— Exercise prompt —
Can you render every line of the listing below as a JSON array of strings, one string per line, omitting blank lines?
★ ★ ★ ★ ★
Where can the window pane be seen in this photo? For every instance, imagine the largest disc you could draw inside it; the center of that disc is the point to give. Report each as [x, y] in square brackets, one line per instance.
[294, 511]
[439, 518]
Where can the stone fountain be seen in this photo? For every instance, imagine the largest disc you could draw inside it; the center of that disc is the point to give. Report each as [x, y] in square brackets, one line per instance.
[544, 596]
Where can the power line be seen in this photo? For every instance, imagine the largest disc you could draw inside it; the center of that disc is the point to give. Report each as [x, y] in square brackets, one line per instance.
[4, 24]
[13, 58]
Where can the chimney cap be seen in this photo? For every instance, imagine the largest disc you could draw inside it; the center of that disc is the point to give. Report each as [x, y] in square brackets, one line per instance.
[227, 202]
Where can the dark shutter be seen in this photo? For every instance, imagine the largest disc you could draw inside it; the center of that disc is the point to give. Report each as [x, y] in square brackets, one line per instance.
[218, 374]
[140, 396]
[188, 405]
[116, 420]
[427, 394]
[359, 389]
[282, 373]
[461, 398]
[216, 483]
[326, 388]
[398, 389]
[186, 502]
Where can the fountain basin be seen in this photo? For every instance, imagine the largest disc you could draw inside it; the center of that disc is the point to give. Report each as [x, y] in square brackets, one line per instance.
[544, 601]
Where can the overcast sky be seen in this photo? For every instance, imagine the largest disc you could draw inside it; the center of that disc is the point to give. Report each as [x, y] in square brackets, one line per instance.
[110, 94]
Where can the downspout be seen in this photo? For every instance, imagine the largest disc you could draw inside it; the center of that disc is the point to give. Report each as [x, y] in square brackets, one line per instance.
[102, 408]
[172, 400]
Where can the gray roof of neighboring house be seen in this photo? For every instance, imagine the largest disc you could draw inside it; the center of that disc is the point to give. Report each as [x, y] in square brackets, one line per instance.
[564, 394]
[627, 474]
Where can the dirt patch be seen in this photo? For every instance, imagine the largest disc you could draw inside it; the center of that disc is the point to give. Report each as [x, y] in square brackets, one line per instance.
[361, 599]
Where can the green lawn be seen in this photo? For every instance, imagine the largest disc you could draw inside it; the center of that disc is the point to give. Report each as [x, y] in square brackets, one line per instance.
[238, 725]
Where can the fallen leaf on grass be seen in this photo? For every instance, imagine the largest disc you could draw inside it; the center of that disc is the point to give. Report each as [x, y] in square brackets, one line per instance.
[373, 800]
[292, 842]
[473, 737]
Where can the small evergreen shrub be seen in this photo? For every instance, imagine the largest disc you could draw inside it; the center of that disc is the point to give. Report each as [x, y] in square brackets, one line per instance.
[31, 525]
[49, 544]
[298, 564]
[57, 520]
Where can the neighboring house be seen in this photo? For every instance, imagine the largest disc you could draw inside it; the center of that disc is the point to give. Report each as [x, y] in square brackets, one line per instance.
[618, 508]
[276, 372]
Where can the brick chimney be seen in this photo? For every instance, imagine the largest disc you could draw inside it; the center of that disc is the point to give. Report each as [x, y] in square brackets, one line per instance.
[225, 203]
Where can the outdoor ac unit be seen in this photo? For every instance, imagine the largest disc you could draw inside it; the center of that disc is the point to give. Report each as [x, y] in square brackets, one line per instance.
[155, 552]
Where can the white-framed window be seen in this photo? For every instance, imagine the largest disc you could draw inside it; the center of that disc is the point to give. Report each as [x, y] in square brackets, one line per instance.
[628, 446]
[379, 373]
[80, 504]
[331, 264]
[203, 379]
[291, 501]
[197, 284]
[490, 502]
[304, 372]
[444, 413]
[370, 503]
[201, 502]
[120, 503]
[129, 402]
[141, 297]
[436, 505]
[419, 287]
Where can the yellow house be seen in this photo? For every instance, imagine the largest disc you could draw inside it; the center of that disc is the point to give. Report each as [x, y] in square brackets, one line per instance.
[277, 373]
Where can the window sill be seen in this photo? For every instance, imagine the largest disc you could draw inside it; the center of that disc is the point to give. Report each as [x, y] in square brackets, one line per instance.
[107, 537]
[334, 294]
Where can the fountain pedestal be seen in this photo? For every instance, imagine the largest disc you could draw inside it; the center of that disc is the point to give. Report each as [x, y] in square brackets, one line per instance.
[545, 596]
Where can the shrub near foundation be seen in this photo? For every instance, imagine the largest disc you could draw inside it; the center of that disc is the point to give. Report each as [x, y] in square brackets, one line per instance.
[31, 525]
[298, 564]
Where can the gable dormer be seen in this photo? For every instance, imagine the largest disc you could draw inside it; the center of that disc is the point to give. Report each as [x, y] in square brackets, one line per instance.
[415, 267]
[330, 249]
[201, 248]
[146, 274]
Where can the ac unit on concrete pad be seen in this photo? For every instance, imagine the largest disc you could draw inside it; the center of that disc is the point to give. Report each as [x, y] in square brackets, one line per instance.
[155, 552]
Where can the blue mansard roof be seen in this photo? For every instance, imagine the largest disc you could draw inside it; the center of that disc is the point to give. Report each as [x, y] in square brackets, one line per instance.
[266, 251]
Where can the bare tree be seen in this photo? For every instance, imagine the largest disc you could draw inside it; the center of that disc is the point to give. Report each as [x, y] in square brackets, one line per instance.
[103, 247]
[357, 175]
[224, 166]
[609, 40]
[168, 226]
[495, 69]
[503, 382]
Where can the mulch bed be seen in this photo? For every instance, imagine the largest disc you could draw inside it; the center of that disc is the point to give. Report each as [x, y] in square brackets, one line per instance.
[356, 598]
★ ★ ★ ★ ★
— Response to this task —
[
  "Where can the window pane be seen in this photo? For every instance, imagine the largest disc you could draw inside it; the center of that disc is the point to give. Report each as [x, y] in square brackets, one line per instance.",
  "[294, 511]",
  "[439, 518]",
  "Where can the stone fountain be seen in this photo? For every instance, imagine the largest disc you could draw inside it; the center of that disc is the point to give. Report each as [x, y] in square brackets, one line per instance.",
  "[544, 596]",
  "Where can the power line be seen in this photo? For every instance, imagine the largest disc you could draw inside it; the center of that disc is the point to give. Report each as [x, y] in square brackets, one line per instance.",
  "[4, 24]",
  "[13, 58]",
  "Where can the chimney cap be seen in this photo? For every instance, imagine the largest disc you could draw inside it; the center of that disc is the point to give. Report each as [x, y] in square brackets, one line per instance.",
  "[227, 202]",
  "Where can the dark shutter be seen in this photo? For every instance, imagine the largest disc you could draw inside it; the center of that disc is the point to give. Report each as [x, y] in square brackets, one line per instance.",
  "[218, 374]",
  "[140, 396]",
  "[188, 405]",
  "[116, 420]",
  "[427, 394]",
  "[359, 389]",
  "[282, 373]",
  "[461, 398]",
  "[216, 483]",
  "[326, 388]",
  "[398, 389]",
  "[186, 502]",
  "Where can the fountain basin be seen in this photo? For every instance, imagine the largest disc you could draw inside it; the center of that disc is the point to give. Report each as [x, y] in square brackets, one line per instance.",
  "[544, 601]",
  "Where can the overcast sky be seen in this photo? For every instance, imagine the largest disc you could draw inside it; the center of that disc is the point to give. Report each as [x, y] in square brackets, one line per instance.",
  "[110, 94]",
  "Where can the downspout be seen in this photo? For every instance, imagine the largest disc you could draw inside it; the center of that disc is the point to give. Report each as [x, y] in square brackets, one line per instance.",
  "[102, 408]",
  "[172, 400]",
  "Where can the gray roof of neighboring house be seen in this photo? For every instance, imagine the largest disc you could draw inside it; the center of that disc is the point to give. Report each as [x, y] in square brackets, one line per instance.",
  "[564, 394]",
  "[627, 474]",
  "Where can the dirt patch be seen in this photo? For every instance, imagine the largest disc you could draw inside it; the center of that disc is the point to give. Report each as [x, y] in square brackets, one line per instance.",
  "[361, 599]",
  "Where can the green lawn be seen in this photo? For every instance, imagine the largest disc you could draw inside it; the center of that disc is the point to give. Report each as [x, y] in square brackets, one line per instance.",
  "[238, 725]",
  "Where can the fallen leaf on grass be seen in this photo? For every instance, imagine the largest disc you could draw inside it; the center of that disc is the point to give. Report each as [x, y] in square brackets, one line per instance.",
  "[373, 800]",
  "[292, 842]",
  "[473, 737]",
  "Where can the small evergreen shrub be seen in this photo? For every instance, imagine the largest disc you could draw inside it; the center of that disc is the point to give. Report each as [x, y] in square brackets, one line per instance.",
  "[31, 525]",
  "[49, 544]",
  "[298, 564]",
  "[57, 520]",
  "Where can the neighboring house be seen in this photo? For every instance, imagine the largest disc you could draw inside it; the center of that disc is the point to give. Report each as [x, y] in square brackets, one line per instance.",
  "[618, 508]",
  "[276, 372]",
  "Where can the brick chimney be seen in this photo? For every instance, imagine the largest disc you could draw inside it; the center of that disc is the point to give. Report each as [x, y] in square brackets, one line per instance.",
  "[225, 203]",
  "Where can the outdoor ac unit be seen in this photo? For every instance, imagine the largest disc you could draw inside it; the center of that disc is the point to give. Report each as [x, y] in square brackets, one line per instance.",
  "[155, 552]",
  "Where can the white-framed window be seen in this photo? For every instance, imagine the largest disc you could draw inside it; the center of that disc is the point to give. Report each as [x, y] in square brackets, one line per instance.",
  "[628, 446]",
  "[379, 373]",
  "[80, 504]",
  "[331, 264]",
  "[203, 379]",
  "[291, 501]",
  "[197, 284]",
  "[490, 502]",
  "[304, 372]",
  "[444, 413]",
  "[370, 503]",
  "[201, 502]",
  "[120, 503]",
  "[129, 402]",
  "[141, 297]",
  "[436, 505]",
  "[419, 287]",
  "Where can the yellow house be seen in this photo? For every instance, imagine the largest disc you could draw inside it; the center of that disc is the point to give. Report each as [x, y] in square brackets, one line per instance.",
  "[277, 373]",
  "Where can the window sill be seen in this photo? For every instance, imagine the largest disc you could draw inside it; the center of that disc is the point to give. Report each as [x, y] in square brackets, one line per instance.",
  "[107, 537]",
  "[334, 294]",
  "Where can the fountain pedestal be seen in this photo? For every instance, imagine the largest disc you could draw inside it; the center of that disc is the point to give. Report each as [x, y] in square brackets, one line per instance.",
  "[545, 596]",
  "Where can the shrub near foundation be seen in this photo? For every instance, imagine the largest disc you could draw inside it; the center of that disc is the point to give. Report each as [x, y] in square brackets, one line per instance.",
  "[31, 525]",
  "[298, 564]",
  "Where can the gable dormer be seen in this photo? For every instance, imagine the largest disc you could draw inside it; the center of that disc is the point to give. Report each as [x, y] in square brackets, one line per instance.",
  "[415, 267]",
  "[330, 249]",
  "[201, 248]",
  "[146, 274]",
  "Where can the ac unit on concrete pad be seen in this photo? For every instance, imagine the largest disc you could draw inside it; the center of that disc is the point to give. Report each as [x, y] in square brackets, one line per instance.",
  "[155, 552]",
  "Where can the blue mansard roof be seen in this photo? For every instance, imagine the largest disc you could draw inside it; the center of that disc is the point to give. Report each as [x, y] in square brackets, one line per instance.",
  "[266, 251]",
  "Where can the bare tree be seen in this photo? For every instance, imagine the largest disc you could draw inside it; the center of that disc is the point to give. Report each as [x, y] in square brackets, one line per instance.",
  "[103, 247]",
  "[357, 175]",
  "[224, 166]",
  "[609, 40]",
  "[168, 226]",
  "[495, 69]",
  "[503, 382]",
  "Where can the mulch bed be seen in this photo? For every instance, imagine the largest disc you could draw inside it; the center of that disc is the point to give. Report each as [x, y] in square brackets, one line per instance.",
  "[356, 598]"
]